From the items below, pull out every line that contains the string "building" and copy each one unchanged, leaving out all other lines.

* DATASET EXCERPTS *
============
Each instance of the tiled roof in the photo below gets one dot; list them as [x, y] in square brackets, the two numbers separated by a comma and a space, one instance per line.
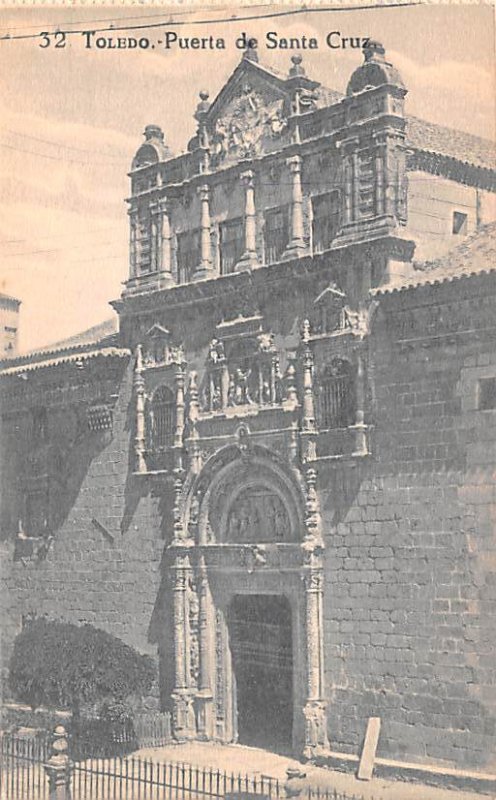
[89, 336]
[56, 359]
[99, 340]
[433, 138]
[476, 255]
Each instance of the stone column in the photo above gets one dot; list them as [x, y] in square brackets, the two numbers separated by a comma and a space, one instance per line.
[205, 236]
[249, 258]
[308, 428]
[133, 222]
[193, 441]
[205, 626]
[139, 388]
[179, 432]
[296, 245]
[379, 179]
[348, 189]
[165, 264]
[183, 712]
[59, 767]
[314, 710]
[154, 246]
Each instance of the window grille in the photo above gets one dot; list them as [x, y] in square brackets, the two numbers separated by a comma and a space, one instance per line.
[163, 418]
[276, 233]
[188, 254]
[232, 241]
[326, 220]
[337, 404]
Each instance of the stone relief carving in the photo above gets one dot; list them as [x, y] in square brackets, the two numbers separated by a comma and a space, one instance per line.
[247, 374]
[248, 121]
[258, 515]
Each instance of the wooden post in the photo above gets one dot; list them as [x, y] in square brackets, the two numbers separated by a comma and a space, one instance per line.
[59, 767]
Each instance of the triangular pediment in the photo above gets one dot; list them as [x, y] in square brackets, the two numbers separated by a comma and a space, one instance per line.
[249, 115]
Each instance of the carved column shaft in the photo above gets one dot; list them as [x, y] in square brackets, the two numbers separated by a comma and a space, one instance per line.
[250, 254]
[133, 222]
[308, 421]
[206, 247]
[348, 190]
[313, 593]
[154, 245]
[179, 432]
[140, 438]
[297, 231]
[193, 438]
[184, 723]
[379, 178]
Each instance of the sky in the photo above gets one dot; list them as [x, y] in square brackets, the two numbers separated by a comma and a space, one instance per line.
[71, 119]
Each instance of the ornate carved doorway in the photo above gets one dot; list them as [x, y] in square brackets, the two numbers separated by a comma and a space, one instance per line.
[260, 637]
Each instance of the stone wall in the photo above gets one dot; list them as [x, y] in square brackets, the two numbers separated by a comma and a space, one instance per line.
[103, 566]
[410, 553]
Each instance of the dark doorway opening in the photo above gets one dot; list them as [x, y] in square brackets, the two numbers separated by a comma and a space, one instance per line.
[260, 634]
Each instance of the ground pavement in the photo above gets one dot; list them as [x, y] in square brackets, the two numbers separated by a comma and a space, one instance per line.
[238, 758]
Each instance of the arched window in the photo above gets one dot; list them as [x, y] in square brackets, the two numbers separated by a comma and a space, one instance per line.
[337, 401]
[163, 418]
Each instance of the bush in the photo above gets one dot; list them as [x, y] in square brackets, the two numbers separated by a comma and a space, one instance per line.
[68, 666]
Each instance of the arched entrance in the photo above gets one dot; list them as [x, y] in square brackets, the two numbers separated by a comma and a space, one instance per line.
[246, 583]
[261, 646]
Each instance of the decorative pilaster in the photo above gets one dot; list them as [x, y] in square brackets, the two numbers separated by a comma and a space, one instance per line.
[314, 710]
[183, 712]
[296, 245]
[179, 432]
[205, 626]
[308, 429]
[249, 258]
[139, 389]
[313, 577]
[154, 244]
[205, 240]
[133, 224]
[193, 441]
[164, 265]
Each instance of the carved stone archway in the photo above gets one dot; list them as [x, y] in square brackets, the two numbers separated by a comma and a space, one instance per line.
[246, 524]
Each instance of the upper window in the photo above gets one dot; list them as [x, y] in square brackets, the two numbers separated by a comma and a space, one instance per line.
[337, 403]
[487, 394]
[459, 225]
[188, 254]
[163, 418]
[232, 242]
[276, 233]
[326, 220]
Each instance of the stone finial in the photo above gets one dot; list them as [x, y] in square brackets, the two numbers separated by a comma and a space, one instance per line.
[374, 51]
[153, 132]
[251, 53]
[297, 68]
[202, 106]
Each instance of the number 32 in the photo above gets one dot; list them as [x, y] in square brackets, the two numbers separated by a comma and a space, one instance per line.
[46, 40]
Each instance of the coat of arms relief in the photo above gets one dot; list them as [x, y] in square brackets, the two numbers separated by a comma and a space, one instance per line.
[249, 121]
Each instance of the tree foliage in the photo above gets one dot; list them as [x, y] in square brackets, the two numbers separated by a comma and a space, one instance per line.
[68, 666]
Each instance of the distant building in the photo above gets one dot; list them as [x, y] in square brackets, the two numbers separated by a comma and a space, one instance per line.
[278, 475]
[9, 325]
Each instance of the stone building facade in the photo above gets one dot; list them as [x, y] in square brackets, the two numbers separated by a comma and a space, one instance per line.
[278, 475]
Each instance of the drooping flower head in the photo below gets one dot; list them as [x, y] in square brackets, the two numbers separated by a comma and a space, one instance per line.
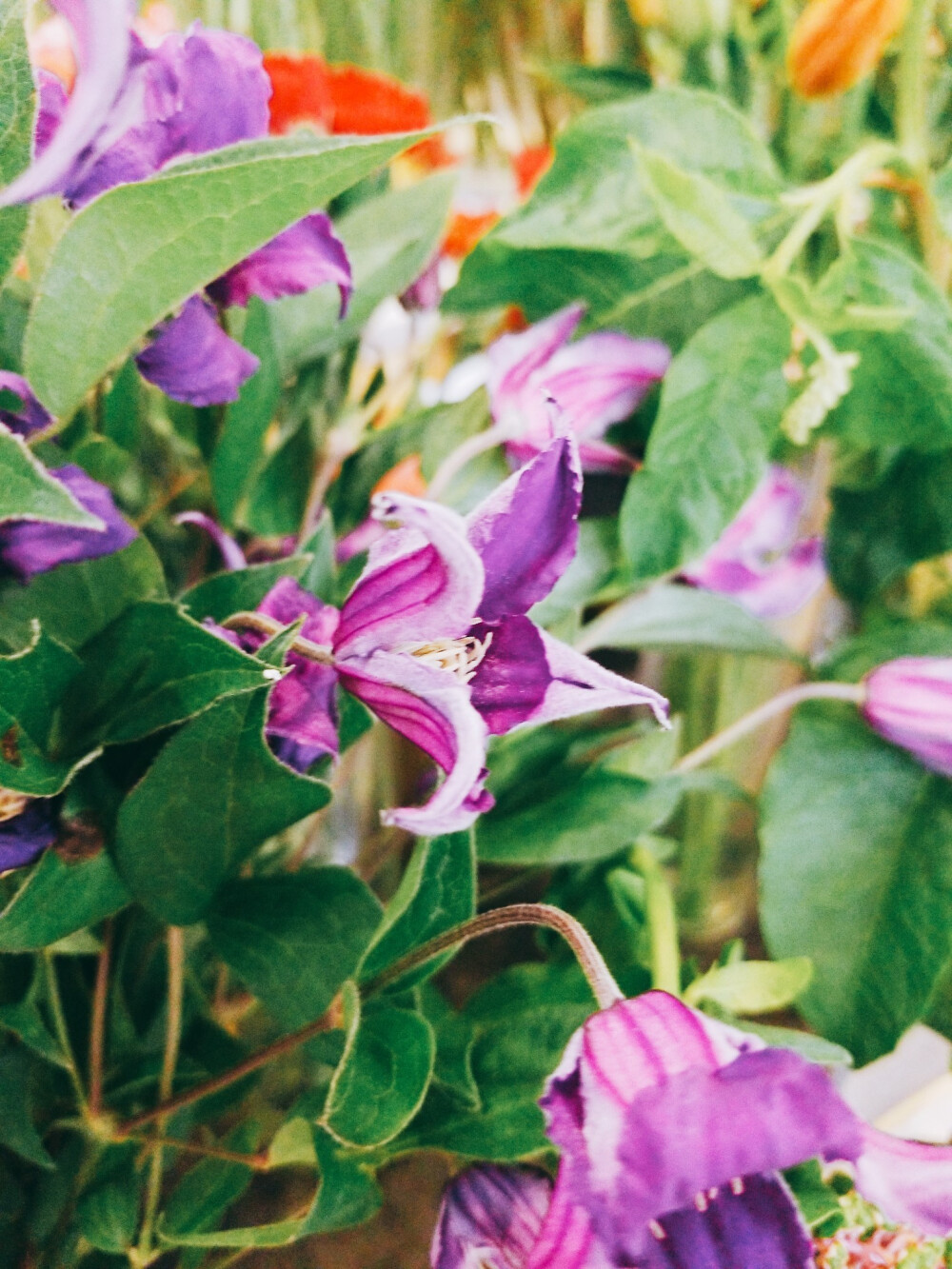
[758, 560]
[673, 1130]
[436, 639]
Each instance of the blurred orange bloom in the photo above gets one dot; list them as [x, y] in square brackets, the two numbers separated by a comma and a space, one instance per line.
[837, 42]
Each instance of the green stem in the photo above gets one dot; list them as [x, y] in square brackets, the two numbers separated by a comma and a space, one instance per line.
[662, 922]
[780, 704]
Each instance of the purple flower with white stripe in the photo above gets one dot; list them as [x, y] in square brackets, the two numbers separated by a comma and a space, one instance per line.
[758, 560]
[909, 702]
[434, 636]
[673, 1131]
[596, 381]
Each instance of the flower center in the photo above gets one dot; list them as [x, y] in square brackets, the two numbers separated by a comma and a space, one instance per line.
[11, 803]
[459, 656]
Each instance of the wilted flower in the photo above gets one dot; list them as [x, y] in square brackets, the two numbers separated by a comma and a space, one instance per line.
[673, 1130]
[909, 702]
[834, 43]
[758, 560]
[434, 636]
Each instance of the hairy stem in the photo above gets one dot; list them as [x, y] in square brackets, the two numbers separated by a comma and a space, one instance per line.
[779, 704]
============
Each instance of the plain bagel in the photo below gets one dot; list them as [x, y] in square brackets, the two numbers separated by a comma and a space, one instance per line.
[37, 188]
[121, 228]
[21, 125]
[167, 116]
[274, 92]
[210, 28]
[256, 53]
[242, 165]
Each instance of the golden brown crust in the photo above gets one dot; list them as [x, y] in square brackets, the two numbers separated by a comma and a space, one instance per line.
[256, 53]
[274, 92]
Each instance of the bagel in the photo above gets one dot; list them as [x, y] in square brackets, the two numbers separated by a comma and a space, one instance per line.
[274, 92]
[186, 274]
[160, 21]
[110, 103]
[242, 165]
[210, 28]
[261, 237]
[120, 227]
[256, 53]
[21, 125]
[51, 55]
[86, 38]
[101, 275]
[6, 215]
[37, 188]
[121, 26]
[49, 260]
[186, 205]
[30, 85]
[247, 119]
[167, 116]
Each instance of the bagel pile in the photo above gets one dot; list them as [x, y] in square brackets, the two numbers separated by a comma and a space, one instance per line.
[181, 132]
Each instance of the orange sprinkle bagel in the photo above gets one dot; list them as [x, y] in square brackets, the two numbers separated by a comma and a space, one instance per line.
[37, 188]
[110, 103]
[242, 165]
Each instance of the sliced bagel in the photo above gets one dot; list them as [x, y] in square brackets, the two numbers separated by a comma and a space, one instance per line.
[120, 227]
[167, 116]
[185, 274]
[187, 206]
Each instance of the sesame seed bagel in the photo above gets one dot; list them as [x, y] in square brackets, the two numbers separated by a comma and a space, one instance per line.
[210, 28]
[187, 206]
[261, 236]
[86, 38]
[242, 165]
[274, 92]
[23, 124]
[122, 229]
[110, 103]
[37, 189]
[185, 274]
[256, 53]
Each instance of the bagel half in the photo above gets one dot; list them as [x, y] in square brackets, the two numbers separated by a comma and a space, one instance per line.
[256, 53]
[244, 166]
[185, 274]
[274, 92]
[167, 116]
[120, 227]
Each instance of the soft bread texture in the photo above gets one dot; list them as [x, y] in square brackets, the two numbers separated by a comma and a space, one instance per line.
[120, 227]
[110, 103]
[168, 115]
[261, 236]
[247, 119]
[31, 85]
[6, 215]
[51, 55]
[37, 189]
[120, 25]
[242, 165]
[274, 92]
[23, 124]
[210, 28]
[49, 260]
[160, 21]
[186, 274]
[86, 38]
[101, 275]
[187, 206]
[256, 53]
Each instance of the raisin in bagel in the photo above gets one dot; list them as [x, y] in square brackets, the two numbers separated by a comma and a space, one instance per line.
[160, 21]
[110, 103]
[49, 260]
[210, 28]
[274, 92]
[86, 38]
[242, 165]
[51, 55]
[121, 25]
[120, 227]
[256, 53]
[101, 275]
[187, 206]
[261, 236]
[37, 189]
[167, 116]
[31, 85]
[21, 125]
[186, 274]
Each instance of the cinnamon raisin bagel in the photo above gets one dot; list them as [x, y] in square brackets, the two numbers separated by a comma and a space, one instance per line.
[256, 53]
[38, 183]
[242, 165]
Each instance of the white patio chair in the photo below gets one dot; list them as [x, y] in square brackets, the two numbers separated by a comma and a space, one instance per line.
============
* OUTPUT *
Each instance of the distant building in the photo above gets one dot; list them as [x, y] in square brackets, the two numbers separated by a comma and a space, one instance per line.
Each instance of the stone building facade in the photo above gets one dot; list them as [x, y] in square brackets, the two numbers separated by a comma and a space, one instance per line.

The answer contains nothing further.